* begin Document segment *

Fourth signature of the superconducting transition in cuprates
The results cap 15 years of detective work aimed at understanding how
these materials transition into a superconducting state where they can conduct electricity with no loss.

Date:
January 26, 2022
Source:
DOE/SLAC National Accelerator Laboratory
Summary:
Superconductors have four classic traits, including conducting
electric current without loss and levitating magnets. Now the
discovery of the fourth and final trait caps 15 years of detective
work.



FULL STORY ==========================================================================
When an exciting and unconventional new class of superconducting materials
was discovered 35 years ago, researchers cheered.


==========================================================================
Like other superconductors, these materials, known as copper oxides or cuprates, conducted electricity with no resistance or loss when chilled
below a certain point -- but at much higher temperatures than scientists
had thought possible. This raised hopes of getting them to work at close
to room temperature for perfectly efficient power lines and other uses.

Research quickly confirmed that they showed two more classic traits of
the transition to a superconducting state: As superconductivity developed,
the material expelled magnetic fields, so that a magnet placed on a chunk
of the material would levitate above the surface. And its heat capacity --
the amount of heat needed to raise their temperature by a given amount -- showed a distinctive anomaly at the transition.

* end Document segment *
* begin Material for the task *

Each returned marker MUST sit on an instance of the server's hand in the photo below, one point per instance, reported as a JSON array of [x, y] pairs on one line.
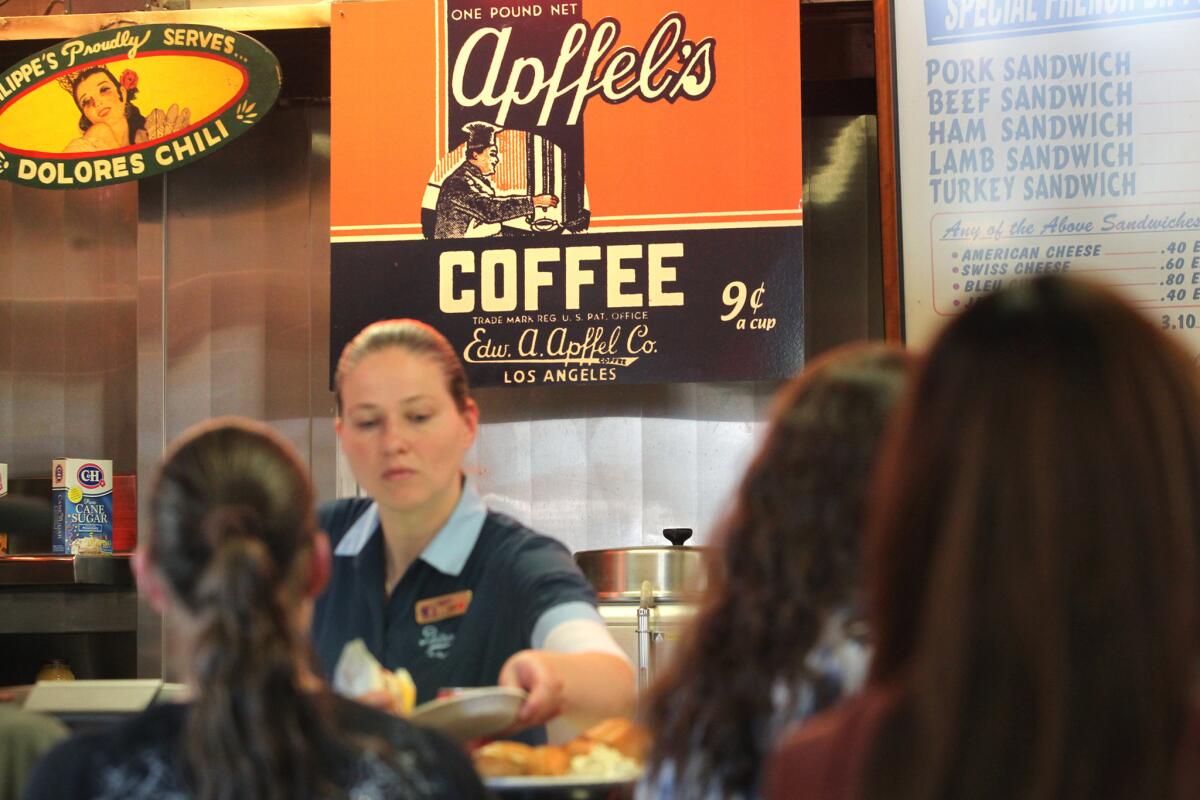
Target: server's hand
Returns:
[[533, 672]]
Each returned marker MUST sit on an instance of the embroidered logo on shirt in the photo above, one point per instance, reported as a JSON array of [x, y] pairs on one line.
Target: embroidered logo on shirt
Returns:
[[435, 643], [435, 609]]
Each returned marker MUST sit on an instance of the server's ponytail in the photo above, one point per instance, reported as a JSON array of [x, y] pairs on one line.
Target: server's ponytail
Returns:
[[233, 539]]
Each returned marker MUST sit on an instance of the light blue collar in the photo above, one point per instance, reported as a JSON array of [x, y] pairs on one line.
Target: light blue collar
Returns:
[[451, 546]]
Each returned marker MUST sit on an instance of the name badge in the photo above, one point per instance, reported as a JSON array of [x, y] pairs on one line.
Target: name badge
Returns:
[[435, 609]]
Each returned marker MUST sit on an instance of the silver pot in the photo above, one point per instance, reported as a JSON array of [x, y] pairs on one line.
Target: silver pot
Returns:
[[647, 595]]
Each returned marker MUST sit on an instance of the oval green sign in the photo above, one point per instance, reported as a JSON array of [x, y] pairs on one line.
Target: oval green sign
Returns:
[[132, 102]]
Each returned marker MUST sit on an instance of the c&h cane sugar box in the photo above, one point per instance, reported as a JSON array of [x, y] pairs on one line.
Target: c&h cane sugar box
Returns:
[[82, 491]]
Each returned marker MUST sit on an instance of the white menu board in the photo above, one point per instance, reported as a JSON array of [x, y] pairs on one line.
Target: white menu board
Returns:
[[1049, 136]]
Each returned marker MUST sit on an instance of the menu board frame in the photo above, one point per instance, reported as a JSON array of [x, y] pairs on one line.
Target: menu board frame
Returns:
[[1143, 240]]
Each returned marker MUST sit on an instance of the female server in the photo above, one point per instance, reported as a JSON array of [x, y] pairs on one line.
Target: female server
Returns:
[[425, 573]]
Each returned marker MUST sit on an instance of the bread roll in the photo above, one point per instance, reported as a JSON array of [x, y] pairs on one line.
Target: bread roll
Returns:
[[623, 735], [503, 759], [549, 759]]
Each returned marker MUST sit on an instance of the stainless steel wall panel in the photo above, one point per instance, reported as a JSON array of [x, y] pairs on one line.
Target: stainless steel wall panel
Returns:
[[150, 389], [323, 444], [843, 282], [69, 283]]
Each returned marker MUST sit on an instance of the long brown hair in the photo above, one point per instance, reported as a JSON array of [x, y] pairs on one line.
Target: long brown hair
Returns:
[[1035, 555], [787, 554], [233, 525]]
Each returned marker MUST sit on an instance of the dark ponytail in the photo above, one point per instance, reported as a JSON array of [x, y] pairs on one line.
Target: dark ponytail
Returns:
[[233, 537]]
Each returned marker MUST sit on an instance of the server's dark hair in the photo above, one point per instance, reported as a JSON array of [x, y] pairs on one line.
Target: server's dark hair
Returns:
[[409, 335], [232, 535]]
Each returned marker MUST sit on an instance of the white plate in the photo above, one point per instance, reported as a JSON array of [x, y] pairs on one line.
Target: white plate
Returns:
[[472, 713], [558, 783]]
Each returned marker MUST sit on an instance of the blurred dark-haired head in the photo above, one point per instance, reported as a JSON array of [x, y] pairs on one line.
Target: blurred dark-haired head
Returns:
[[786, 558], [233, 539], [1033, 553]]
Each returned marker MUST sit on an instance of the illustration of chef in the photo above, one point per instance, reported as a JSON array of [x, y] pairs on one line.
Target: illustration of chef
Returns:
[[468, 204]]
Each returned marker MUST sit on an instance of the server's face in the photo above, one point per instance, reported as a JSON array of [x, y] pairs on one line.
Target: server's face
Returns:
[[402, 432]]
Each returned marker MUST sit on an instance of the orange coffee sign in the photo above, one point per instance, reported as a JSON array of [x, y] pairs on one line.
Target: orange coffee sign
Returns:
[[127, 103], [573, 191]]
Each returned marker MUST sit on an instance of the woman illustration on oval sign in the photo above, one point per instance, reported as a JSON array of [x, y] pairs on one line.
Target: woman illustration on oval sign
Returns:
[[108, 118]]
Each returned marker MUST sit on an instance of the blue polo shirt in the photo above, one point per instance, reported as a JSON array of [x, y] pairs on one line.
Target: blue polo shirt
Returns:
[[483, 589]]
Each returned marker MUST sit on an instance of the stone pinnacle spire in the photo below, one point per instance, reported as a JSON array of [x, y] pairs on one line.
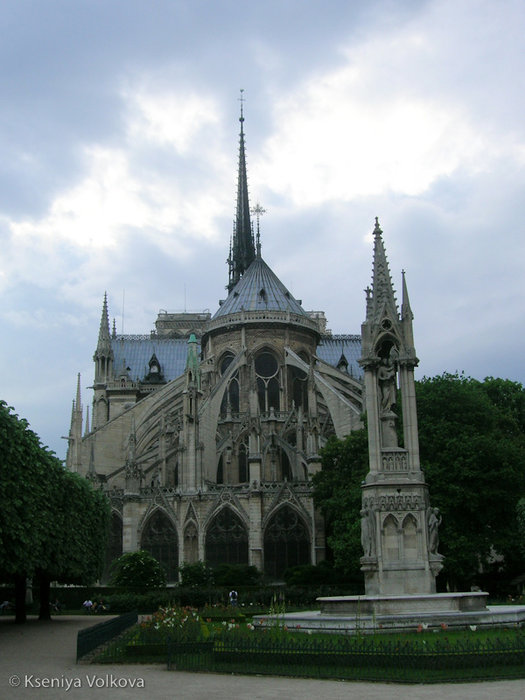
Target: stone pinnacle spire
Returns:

* end Material for the task *

◆ Requests ◆
• A. In the rows, take the lines starting with the line containing "the server's ponytail" and going on through the line containing "[[1143, 240]]", and replace "Target" with "Object" everywhere in them. Return only those lines, with nothing else changed.
• B. Extend the article on the superconducting transition in cuprates, picking up right after its final sentence.

◆ In response ◆
• A.
Each returned marker MUST sit on an instance of the server's ponytail in the photo above, one point per instance, reported as a JSON array of [x, y] pairs on one line.
Object: server's ponytail
Returns:
[[233, 539]]
Each returned marker MUST sit on an instance of the light blue collar in the photo above, one point per instance, reported as a JSON array of [x, y] pairs on one line.
Object: light blue collar
Returns:
[[451, 546]]
Each returned marker MUST sit on an instance of the name badge in the photo above, one point per instance, reported as a JSON array of [x, y] pairs on one line.
Object: name badge
Returns:
[[435, 609]]
Each returned marker MUST sit on an instance of the silver pot in the photo above, one point per instance, reported as a JSON array of [x, y] pairs on one line.
Object: silver pot
Returns:
[[647, 595]]
Each returned marker MUST sit on an instance of the oval green sign in the photo above, one point per instance, reported as a JSON array of [x, y] pairs on one line.
Object: oval green sign
Returns:
[[132, 102]]
Each returned marker MUST sit on an instance of the c&h cane sugar box in the photo above, one point per instance, reported as a JSON array of [x, y] pairs on one line.
Object: c&h cane sugar box
Returns:
[[82, 491]]
Each returned marker MUST sit on an instance of the white menu board in the photo above, one point per instance, reported as a JSON array of [x, y] pairs on one line.
Object: white menu board
Returns:
[[1049, 136]]
Each returned marker MUST sit on an instance of the menu board frame in the photo above, one point per instance, reported as a JSON array of [x, y] pairs on one line.
Object: menu board frame
Returns:
[[1143, 240]]

• B.
But despite decades of effort with a variety of experimental tools,
the fourth signature, which can be seen only on a microscopic scale,
remained elusive: the way electrons pair up and condense into a sort
of electron soup as the material transitions from its normal state to
a superconducting state.

Now a research team at the Department of Energy's SLAC National
Accelerator Laboratory and Stanford University has finally revealed
that fourth signature with precise, high-resolution measurements made
with angle-resolved photoemission spectroscopy, or ARPES, which uses
light to eject electrons from the material. Measuring the energy and
momentum of those ejected electrons reveals how the electrons inside
the material behave.

In a paper published today in Nature, the team confirmed that the
cuprate material they studied, known as Bi2212, made the transition
to a superconducting state in two distinct steps and at very different temperatures.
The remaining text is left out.